Capire il concetto di Decrescita

In Italia si parla di “Decrescita”, intesa come corrente di pensiero, da almeno un decennio ma solo nelle ultime settimane l’abbinamento di questa parola all’aggettivo “Felice” è entrato di forza nel lessico politico. Tutto ciò grazie al sorprendente risultato elettorale del Movimento 5 Stelle, che ne ha fatto propri alcuni punti. Non che idee simili o addirittura uguali a quelle proposte da Grillo, non siano presenti nei programmi di altre forze politiche (penso all’estrema sinistra parlamentare), ma nessuno mai aveva fin quiavuto il coraggio di utilizzare apertamente, in un programma elettorale, il termine “Decrescita”. Comunque sia, oggi finalmente se ne parla. Tuttavia nel dibattito che ne è scaturito, per faziosità o per ignoranza, la Decrescita è stata definita nei modi più disparati ed imprecisi. Senza poi contare che i media spesso hanno cercato di parlarne con il chiaro intento di evidenziare i punti di debolezza, oppure per descrivere la Decrescita come un’idea bislacca coltivata da brizzolati figli dei fiori. Ritengo siano sostanzialmente tre i modi per parlare in modo impreciso di Decrescita.

Il primo è il “Metodo Carfagna”. Mara Carfagna, ex-ministro della Repubblica, nel corso di una puntata di Servizio Pubblico condotta da Santoro, ha definito la Decrescita una sorta di ritorno ad una condizione agreste-bucolica“, come se i decrescentisti volessero tornare al Medioevo o all’età del ferro. Questo primo “metodo” basa tutto il ragionamento sulla ridicolizzazione. Descrive i decrescentisti come dei nostalgici della vita magistralmente descritta da Ermanno Olmi ne “L’albero degli Zoccoli“. Pur auspicando il ritorno di alcuni dei contenuti del film (come l’autoproduzione e il senso di comunità), garantisco che questa sera non siamo arrivati con il calesse e non auspichiamo che i lavoratori siano costretti a tagliare un’albero per ricostruire gli zoccoli che servono ai propri figli per andare a scuola.

Il secondo è il “Metodo Trento”. Sandro Trento, docente di Economia all’università di Trento, in un articolo apparso su “Il Fatto Quotidiano” commette l’errore più comune, confondendo la Decrescita Felice con la decrescita che caratterizza l’attuale periodo di crisi economica, di impoverimento e di depressione dei consumi. Come dicevo questo è l’errore più diffuso anche tra la gente comune che crede di vivere la decrescita perchè subisce un’improvvisa e importante riduzione di consumi, obbligati dal momento di crisi. Mi permetta però il prof. Trento di manifestare la mia incredulità difronte ad un docente di Economia che, conoscendo sicuramente le basi economiche della Decrescita Felice, commette un così banale errore.

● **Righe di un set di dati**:

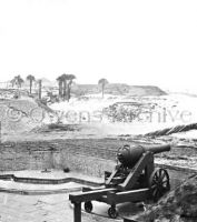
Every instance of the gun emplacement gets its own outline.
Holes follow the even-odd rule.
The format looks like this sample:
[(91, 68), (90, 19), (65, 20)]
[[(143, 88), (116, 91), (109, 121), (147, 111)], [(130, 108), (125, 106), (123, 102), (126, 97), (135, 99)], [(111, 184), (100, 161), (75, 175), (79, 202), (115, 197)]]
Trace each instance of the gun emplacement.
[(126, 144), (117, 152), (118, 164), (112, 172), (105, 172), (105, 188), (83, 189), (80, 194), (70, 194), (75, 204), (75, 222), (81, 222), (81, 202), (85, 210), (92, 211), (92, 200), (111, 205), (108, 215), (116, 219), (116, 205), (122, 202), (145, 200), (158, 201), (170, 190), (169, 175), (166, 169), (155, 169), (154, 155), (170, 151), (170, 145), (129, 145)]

...

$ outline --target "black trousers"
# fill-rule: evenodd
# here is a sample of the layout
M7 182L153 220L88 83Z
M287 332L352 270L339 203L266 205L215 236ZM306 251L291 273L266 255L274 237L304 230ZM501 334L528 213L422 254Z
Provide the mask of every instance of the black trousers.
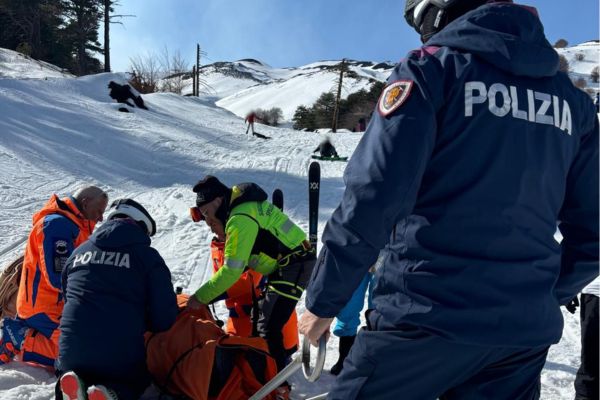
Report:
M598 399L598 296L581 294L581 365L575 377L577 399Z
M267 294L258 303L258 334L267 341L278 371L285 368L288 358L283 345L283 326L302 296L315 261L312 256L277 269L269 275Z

● **Da fare**:
• a. Ricopia senza cambiare nulla il passo del testo sulla Decrescita da "Il secondo è" a "così banale errore.".
• b. Secondo il testo sulla Decrescita, su quale giornale è uscito l'articolo di Sandro Trento?

● **Le risposte**:
• a.
Il secondo è il “Metodo Trento”. Sandro Trento, docente di Economia all’università di Trento, in un articolo apparso su “Il Fatto Quotidiano” commette l’errore più comune, confondendo la Decrescita Felice con la decrescita che caratterizza l’attuale periodo di crisi economica, di impoverimento e di depressione dei consumi. Come dicevo questo è l’errore più diffuso anche tra la gente comune che crede di vivere la decrescita perchè subisce un’improvvisa e importante riduzione di consumi, obbligati dal momento di crisi. Mi permetta però il prof. Trento di manifestare la mia incredulità difronte ad un docente di Economia che, conoscendo sicuramente le basi economiche della Decrescita Felice, commette un così banale errore.

• b. Su "Il Fatto Quotidiano".